Point annotation records -
· · · · ·

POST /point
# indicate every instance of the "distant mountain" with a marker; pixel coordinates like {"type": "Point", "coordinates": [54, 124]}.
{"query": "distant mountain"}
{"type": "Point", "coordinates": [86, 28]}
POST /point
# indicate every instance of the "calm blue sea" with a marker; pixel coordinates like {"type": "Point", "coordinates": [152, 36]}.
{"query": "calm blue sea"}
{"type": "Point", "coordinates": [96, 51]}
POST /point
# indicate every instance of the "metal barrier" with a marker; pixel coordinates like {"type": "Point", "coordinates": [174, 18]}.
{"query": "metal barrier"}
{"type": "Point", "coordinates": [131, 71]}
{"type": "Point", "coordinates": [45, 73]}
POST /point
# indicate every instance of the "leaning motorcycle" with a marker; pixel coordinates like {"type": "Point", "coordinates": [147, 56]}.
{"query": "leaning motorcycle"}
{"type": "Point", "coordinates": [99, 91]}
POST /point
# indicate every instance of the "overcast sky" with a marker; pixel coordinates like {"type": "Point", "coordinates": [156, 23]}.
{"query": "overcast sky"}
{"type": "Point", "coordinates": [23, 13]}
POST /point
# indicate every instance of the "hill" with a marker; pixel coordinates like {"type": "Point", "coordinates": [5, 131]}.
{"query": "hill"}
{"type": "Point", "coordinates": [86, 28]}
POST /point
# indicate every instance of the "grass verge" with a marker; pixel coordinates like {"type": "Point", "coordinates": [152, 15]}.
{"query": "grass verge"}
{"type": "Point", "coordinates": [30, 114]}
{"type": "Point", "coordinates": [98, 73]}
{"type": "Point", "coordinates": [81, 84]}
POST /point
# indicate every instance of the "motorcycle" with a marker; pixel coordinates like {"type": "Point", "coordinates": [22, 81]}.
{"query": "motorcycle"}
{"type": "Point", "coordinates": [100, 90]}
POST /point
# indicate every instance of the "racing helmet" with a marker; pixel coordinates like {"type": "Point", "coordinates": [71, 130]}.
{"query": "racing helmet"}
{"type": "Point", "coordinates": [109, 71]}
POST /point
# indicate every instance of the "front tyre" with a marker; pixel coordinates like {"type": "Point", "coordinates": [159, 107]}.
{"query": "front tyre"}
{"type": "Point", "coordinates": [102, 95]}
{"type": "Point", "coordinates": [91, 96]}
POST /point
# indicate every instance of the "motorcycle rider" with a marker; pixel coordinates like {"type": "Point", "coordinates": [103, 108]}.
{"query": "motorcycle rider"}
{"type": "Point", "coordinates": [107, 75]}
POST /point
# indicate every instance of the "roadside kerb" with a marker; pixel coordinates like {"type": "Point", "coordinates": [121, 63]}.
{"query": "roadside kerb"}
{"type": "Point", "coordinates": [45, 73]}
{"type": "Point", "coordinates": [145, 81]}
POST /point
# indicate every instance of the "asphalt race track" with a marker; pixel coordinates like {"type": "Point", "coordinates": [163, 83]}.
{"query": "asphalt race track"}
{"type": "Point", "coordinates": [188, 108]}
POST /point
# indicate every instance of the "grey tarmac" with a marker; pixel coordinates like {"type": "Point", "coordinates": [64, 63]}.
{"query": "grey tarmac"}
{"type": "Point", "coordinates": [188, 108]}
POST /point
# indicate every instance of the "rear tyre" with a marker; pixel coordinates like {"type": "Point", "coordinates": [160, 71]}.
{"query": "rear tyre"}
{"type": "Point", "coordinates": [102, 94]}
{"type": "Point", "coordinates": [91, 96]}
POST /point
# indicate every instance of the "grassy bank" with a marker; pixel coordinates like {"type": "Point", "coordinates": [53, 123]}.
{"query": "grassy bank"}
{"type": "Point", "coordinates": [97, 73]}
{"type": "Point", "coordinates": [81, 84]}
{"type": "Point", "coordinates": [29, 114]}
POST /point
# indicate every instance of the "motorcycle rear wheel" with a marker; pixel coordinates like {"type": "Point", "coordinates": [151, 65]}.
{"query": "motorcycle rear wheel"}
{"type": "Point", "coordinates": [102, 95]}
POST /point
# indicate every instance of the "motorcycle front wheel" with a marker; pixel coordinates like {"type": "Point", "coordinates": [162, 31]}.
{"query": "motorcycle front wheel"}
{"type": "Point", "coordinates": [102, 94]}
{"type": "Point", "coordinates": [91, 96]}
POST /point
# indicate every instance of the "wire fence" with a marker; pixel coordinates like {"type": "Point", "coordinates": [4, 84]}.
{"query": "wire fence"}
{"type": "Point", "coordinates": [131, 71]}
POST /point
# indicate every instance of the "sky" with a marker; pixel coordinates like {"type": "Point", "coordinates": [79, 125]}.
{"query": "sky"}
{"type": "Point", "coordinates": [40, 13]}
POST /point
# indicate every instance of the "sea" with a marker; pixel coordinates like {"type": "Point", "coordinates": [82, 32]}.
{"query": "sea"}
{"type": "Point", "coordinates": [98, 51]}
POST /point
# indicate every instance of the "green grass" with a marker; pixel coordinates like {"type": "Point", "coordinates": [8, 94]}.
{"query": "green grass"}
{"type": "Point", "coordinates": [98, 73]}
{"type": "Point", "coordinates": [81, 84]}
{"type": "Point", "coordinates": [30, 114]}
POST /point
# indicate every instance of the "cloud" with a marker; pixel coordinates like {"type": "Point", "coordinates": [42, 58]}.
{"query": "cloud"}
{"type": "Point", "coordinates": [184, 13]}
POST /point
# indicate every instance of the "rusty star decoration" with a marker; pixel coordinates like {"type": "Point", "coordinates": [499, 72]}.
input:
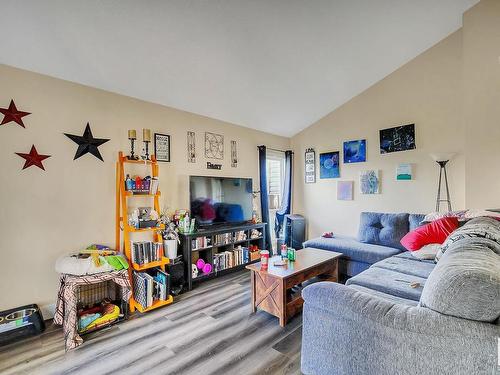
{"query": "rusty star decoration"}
{"type": "Point", "coordinates": [13, 114]}
{"type": "Point", "coordinates": [33, 158]}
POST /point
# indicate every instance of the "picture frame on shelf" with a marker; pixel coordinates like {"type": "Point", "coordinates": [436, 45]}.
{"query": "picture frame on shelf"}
{"type": "Point", "coordinates": [162, 147]}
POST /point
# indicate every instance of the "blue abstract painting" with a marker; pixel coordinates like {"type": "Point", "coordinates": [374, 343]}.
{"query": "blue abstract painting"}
{"type": "Point", "coordinates": [369, 182]}
{"type": "Point", "coordinates": [329, 165]}
{"type": "Point", "coordinates": [355, 151]}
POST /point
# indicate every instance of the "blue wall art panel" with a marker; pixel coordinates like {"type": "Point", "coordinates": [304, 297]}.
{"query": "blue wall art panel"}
{"type": "Point", "coordinates": [329, 165]}
{"type": "Point", "coordinates": [355, 151]}
{"type": "Point", "coordinates": [400, 138]}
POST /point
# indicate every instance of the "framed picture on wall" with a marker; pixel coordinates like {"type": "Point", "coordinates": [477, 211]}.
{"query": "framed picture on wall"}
{"type": "Point", "coordinates": [310, 166]}
{"type": "Point", "coordinates": [162, 147]}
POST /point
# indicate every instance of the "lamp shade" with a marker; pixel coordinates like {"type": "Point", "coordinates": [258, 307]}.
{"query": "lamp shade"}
{"type": "Point", "coordinates": [442, 156]}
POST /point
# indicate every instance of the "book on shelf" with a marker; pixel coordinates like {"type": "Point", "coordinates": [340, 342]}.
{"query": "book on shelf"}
{"type": "Point", "coordinates": [201, 242]}
{"type": "Point", "coordinates": [233, 258]}
{"type": "Point", "coordinates": [240, 236]}
{"type": "Point", "coordinates": [223, 239]}
{"type": "Point", "coordinates": [151, 287]}
{"type": "Point", "coordinates": [145, 252]}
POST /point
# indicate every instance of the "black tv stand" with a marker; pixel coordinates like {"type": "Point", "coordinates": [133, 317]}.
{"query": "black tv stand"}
{"type": "Point", "coordinates": [190, 250]}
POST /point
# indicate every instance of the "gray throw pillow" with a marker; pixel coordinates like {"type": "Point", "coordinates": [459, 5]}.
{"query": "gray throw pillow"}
{"type": "Point", "coordinates": [383, 229]}
{"type": "Point", "coordinates": [485, 227]}
{"type": "Point", "coordinates": [466, 281]}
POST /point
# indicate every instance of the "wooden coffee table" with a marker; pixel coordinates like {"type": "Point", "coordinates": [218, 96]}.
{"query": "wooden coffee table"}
{"type": "Point", "coordinates": [272, 287]}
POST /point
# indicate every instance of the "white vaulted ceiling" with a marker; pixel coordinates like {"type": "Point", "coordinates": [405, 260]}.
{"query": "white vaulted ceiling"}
{"type": "Point", "coordinates": [272, 65]}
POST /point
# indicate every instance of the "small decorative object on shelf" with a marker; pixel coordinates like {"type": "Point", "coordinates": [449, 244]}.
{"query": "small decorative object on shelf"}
{"type": "Point", "coordinates": [170, 235]}
{"type": "Point", "coordinates": [132, 135]}
{"type": "Point", "coordinates": [146, 138]}
{"type": "Point", "coordinates": [264, 259]}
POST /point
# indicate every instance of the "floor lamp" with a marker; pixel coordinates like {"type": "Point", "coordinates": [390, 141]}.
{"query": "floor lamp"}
{"type": "Point", "coordinates": [442, 160]}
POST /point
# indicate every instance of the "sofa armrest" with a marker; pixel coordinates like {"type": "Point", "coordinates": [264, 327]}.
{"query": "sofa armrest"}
{"type": "Point", "coordinates": [346, 331]}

· · · · ·

SET EXERCISE -
Please report how many lines above contain the string "grassy", counting case as significant, and give only the number.

EXERCISE OUTPUT -
2